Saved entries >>
-----
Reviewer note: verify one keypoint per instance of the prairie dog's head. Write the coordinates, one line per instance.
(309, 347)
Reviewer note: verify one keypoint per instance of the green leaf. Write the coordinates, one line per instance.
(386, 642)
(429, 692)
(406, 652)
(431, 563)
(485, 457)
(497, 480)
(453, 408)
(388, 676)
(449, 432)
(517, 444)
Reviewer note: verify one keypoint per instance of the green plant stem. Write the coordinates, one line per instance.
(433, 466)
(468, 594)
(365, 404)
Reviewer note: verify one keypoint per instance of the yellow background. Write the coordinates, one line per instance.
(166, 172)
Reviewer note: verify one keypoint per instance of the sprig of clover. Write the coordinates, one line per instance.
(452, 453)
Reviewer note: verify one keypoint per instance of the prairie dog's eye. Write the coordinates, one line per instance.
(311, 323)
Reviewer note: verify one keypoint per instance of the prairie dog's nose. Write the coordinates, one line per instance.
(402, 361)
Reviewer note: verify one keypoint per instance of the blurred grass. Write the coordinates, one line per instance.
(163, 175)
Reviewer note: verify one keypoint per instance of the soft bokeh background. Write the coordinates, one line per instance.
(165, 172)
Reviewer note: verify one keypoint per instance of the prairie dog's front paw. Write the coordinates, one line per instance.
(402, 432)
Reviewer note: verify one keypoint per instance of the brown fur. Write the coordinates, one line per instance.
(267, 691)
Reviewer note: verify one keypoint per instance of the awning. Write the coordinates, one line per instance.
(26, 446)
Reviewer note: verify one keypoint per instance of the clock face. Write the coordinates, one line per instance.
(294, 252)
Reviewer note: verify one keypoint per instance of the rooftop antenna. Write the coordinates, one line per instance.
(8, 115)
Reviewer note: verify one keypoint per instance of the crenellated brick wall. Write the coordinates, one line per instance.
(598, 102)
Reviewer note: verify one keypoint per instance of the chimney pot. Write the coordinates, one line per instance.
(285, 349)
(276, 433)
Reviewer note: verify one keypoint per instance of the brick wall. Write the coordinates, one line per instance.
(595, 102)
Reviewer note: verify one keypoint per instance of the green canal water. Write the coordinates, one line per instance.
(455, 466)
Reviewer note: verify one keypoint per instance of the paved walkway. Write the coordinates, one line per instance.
-----
Task directions >>
Could you write out the full data verbatim?

Response to this exercise >>
Reviewer note: verify one keypoint per instance of the prairie dog's head. Write the coordinates, one line per instance.
(309, 347)
Reviewer note: verify one keypoint per instance of the green leaf. Write the coordinates, one line per instance.
(386, 642)
(429, 692)
(406, 652)
(431, 563)
(485, 457)
(497, 480)
(453, 408)
(388, 676)
(449, 432)
(517, 444)
Reviewer note: verify one keypoint per instance of the green plant stem. Write the coordinates, one line per instance.
(433, 466)
(468, 594)
(365, 404)
Reviewer note: verify one keypoint per instance of the yellow background. Write the coordinates, one line per instance.
(166, 172)
Reviewer note: verify one keypoint per instance of the sprig of clover. Write the coordinates, one line per instance.
(452, 453)
Reviewer note: verify one keypoint per instance of the prairie dog's eye. Write the coordinates, one line per instance.
(311, 323)
Reviewer note: verify one keypoint per instance of the prairie dog's nose. Write the coordinates, one line per instance.
(402, 361)
Reviewer note: verify one keypoint per instance of the blurred grass. Write the coordinates, one line per instance.
(163, 175)
Reviewer note: verify one keypoint per instance of the soft bokeh background. Write the coordinates, one line per instance.
(165, 172)
Reviewer note: verify one keypoint per instance of the prairie dog's front paw. Write the coordinates, one line per instance.
(402, 432)
Reviewer note: verify one keypoint per instance of the brown fur. Write the coordinates, one line per instance.
(267, 691)
Reviewer note: verify one keypoint per instance of the awning. Write the coordinates, one line per instance.
(26, 446)
Reviewer note: verify one keypoint per instance of the clock face. Write the coordinates, one line per instance.
(294, 252)
Reviewer note: verify one keypoint per instance of the rooftop antenna. Write the coordinates, one line per instance.
(8, 115)
Reviewer note: verify one keypoint per instance of the crenellated brick wall. Write the coordinates, one line per instance.
(598, 102)
Reviewer note: verify one keypoint per instance of the chimney pot. Write the coordinates, one line per instance.
(285, 349)
(276, 433)
Reviewer note: verify one keypoint per instance of the brick wall. Write the coordinates, one line per instance.
(595, 102)
Reviewer note: verify one keypoint per instance of the green canal water. Write the coordinates, one line per instance.
(455, 466)
Reviewer note: verify one keypoint per instance of the paved walkway. Write the coordinates, one line per instance.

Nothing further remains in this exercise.